» Information provided:
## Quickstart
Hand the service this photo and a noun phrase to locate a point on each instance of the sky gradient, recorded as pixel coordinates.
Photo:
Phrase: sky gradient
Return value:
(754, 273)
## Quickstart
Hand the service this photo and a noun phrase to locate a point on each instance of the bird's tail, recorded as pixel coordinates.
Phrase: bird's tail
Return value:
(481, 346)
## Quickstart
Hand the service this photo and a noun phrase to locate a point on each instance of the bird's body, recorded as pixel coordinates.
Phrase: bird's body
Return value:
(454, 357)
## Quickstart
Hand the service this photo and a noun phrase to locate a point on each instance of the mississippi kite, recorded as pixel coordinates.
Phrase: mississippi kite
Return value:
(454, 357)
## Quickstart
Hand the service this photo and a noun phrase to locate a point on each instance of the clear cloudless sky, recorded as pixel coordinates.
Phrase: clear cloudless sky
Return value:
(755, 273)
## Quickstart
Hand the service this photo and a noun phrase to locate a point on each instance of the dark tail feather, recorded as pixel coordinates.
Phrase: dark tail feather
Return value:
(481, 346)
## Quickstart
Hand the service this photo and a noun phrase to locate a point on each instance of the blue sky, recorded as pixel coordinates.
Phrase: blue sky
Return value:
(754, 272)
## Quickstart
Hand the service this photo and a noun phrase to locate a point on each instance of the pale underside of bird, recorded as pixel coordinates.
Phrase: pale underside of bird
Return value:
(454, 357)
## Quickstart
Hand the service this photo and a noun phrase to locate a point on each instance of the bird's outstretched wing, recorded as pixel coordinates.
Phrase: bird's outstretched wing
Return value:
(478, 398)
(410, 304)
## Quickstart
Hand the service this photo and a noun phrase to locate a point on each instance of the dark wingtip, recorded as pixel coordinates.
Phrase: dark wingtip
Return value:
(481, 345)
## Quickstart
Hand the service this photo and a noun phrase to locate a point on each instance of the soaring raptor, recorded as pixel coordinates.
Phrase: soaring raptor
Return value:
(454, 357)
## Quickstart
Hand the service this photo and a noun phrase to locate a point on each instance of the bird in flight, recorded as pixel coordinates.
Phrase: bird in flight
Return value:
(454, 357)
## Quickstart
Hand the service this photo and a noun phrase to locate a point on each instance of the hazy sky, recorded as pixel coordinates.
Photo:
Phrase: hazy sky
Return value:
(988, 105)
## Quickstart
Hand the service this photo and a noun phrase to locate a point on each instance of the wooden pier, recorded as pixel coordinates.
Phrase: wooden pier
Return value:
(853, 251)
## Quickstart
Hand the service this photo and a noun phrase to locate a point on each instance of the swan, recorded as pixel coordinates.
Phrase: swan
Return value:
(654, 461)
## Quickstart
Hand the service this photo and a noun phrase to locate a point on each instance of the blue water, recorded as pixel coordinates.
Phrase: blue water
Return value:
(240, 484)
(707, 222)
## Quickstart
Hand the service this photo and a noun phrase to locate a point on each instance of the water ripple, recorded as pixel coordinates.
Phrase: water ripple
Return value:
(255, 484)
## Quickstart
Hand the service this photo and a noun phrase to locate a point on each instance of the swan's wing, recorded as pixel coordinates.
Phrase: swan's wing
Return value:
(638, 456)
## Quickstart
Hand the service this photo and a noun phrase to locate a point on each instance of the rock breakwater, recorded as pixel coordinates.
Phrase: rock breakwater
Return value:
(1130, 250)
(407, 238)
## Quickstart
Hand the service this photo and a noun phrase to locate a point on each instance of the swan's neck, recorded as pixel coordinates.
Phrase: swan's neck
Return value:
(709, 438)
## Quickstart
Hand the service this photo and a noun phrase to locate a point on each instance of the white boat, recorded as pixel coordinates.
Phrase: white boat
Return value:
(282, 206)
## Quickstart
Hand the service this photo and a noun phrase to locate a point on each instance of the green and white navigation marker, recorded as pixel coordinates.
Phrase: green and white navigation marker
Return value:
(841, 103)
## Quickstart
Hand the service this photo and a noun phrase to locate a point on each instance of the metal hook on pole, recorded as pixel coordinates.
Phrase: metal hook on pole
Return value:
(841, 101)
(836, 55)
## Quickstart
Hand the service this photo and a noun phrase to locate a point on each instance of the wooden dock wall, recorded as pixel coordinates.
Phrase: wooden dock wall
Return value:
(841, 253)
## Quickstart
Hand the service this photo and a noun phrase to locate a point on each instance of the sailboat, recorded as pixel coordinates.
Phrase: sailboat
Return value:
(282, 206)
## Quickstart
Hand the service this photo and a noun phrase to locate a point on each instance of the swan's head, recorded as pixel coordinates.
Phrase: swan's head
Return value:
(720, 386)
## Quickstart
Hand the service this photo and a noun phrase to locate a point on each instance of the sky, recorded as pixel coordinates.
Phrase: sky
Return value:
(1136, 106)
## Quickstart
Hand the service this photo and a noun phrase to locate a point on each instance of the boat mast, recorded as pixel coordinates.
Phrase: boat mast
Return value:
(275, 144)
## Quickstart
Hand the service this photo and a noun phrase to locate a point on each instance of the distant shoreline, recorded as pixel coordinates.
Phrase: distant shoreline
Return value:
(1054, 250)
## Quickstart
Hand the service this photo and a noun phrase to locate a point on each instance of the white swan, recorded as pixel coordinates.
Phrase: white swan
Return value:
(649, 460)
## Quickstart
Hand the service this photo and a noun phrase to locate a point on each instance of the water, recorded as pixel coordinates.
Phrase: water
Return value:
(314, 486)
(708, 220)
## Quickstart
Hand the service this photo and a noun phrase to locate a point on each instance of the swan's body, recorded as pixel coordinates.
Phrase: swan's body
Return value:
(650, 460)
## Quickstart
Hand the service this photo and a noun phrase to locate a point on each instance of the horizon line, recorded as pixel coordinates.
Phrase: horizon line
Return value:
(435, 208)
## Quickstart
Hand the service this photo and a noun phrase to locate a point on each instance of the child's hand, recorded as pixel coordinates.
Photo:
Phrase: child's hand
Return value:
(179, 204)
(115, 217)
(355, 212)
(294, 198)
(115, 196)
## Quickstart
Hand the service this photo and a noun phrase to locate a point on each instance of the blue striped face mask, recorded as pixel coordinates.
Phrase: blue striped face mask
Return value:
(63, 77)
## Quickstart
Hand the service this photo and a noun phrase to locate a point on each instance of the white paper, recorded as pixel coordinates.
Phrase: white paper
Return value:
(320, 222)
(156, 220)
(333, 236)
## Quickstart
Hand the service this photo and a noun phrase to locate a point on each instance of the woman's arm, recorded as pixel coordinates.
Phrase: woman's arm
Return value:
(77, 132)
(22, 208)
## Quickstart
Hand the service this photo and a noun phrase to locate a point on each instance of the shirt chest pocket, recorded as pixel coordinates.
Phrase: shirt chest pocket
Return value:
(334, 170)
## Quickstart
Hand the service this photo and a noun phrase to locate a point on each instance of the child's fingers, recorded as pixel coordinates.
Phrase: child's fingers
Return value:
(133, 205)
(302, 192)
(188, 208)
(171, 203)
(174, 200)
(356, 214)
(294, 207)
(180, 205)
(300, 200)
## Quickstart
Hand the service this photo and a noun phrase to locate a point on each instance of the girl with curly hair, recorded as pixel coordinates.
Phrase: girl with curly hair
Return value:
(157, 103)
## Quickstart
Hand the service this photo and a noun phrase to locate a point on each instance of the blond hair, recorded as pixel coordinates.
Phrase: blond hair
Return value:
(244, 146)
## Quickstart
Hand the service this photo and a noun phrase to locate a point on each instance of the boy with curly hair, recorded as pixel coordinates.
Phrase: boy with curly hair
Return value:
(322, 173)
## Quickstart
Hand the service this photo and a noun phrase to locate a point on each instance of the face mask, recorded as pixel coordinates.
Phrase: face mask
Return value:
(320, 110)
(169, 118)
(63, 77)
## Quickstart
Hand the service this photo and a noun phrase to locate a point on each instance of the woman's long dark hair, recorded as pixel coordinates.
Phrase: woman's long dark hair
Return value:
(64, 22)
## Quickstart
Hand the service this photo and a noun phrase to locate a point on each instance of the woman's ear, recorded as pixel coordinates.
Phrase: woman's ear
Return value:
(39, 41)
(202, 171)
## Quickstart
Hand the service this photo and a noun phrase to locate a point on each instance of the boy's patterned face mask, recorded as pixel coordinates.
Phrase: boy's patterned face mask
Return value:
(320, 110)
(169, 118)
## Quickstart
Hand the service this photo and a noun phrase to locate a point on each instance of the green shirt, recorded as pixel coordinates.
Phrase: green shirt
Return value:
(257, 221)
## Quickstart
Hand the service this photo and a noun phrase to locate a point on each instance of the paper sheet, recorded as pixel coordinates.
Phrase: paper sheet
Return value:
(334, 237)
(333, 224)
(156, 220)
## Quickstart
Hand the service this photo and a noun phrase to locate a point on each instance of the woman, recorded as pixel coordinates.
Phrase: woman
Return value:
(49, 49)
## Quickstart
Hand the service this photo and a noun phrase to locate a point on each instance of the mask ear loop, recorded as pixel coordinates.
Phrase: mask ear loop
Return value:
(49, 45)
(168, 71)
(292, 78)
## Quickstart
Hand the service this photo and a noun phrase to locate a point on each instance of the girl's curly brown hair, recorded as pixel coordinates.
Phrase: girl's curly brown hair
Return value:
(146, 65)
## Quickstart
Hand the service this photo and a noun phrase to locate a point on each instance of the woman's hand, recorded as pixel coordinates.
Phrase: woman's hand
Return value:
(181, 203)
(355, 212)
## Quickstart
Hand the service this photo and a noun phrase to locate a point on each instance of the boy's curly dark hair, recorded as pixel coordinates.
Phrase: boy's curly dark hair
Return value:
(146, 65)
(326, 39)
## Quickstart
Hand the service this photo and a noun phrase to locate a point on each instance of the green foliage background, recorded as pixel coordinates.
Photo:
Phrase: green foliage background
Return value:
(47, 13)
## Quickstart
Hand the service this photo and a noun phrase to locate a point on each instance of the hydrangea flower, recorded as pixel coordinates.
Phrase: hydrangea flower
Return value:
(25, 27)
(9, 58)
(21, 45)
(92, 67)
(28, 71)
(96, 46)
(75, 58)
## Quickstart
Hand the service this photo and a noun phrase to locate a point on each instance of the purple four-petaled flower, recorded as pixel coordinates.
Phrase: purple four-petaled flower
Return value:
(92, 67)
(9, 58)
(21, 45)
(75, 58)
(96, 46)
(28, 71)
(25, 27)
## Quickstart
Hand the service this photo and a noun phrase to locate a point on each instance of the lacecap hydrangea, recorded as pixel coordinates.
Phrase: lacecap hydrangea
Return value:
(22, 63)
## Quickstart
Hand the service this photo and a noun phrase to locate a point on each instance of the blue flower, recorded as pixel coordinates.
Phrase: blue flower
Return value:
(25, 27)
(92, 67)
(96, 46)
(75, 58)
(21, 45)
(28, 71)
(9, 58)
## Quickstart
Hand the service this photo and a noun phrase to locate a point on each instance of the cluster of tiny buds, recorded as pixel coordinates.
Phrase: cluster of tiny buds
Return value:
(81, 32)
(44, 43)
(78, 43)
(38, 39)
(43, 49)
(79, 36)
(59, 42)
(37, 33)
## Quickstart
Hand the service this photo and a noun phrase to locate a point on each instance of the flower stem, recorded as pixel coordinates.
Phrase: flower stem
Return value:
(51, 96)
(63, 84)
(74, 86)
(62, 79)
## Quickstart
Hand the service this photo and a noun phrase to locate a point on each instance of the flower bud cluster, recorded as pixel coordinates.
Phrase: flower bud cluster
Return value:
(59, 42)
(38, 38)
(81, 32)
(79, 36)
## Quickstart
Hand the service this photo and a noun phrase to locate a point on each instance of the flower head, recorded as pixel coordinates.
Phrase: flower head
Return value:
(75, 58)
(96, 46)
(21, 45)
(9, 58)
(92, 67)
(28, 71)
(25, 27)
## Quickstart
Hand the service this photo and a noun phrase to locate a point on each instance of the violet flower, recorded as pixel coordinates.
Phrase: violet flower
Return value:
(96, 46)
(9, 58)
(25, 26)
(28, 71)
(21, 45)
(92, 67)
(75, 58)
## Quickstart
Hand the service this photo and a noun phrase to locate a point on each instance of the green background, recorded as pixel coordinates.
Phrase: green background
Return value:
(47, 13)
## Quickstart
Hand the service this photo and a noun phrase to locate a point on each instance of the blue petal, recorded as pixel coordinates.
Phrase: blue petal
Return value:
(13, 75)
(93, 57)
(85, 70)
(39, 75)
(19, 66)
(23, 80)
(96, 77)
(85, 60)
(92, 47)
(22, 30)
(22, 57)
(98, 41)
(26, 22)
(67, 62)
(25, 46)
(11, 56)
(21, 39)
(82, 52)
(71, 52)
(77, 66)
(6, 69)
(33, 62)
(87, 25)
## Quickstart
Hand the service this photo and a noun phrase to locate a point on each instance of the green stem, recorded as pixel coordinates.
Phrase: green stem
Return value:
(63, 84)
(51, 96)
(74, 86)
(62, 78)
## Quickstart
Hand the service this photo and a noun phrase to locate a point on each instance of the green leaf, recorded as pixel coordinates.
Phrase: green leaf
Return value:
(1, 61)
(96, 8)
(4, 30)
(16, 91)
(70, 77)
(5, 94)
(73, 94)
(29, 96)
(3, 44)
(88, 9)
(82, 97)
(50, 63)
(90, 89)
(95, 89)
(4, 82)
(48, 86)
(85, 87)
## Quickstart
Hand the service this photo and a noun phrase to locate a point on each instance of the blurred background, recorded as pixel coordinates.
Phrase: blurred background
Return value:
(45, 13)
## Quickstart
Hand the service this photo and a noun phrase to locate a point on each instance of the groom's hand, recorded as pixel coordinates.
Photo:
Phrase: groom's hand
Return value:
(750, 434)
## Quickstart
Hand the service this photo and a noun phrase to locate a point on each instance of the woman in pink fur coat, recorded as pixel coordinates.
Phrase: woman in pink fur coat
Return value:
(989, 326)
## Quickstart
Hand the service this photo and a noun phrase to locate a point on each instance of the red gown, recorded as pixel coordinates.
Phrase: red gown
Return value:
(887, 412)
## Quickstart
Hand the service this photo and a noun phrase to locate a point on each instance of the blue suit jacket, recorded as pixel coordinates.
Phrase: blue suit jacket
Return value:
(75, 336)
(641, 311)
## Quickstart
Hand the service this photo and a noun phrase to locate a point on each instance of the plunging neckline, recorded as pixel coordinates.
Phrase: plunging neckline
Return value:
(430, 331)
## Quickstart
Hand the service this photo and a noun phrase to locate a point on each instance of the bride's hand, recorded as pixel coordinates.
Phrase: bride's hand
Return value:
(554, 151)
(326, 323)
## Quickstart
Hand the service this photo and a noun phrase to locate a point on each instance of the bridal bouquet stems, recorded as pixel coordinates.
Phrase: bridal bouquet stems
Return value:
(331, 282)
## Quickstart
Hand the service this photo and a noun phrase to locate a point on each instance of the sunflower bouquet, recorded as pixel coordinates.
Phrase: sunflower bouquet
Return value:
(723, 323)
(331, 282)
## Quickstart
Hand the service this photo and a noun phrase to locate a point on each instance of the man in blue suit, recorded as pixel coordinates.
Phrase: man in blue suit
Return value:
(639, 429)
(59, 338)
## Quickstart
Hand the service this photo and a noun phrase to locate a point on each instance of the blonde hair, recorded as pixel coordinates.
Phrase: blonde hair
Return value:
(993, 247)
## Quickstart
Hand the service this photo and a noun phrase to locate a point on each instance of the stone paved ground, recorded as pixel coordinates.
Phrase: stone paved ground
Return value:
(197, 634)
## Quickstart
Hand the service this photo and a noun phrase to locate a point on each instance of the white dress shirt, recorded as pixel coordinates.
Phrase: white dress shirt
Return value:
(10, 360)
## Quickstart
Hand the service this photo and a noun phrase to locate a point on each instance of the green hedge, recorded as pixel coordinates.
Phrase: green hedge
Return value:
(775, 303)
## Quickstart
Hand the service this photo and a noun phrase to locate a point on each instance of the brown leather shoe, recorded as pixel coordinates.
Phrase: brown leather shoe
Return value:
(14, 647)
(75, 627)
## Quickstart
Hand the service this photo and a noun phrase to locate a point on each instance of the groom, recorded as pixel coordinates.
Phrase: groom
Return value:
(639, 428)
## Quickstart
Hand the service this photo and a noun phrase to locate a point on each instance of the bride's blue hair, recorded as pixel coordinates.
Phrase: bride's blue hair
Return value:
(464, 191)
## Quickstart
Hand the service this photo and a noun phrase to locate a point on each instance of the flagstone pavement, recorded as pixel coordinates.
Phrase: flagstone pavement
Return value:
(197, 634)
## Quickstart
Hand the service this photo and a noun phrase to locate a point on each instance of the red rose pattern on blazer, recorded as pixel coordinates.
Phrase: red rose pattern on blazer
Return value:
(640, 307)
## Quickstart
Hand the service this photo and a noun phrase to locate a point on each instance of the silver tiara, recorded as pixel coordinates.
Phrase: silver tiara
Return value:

» Assignment: Reading through the records above, report each line in which the string "leather" is found.

» Answer to this problem:
Hand the service this photo and a noun phrase to locate a point on each instance of the brown leather shoe, recorded as pixel coordinates.
Phrase: brown leather shoe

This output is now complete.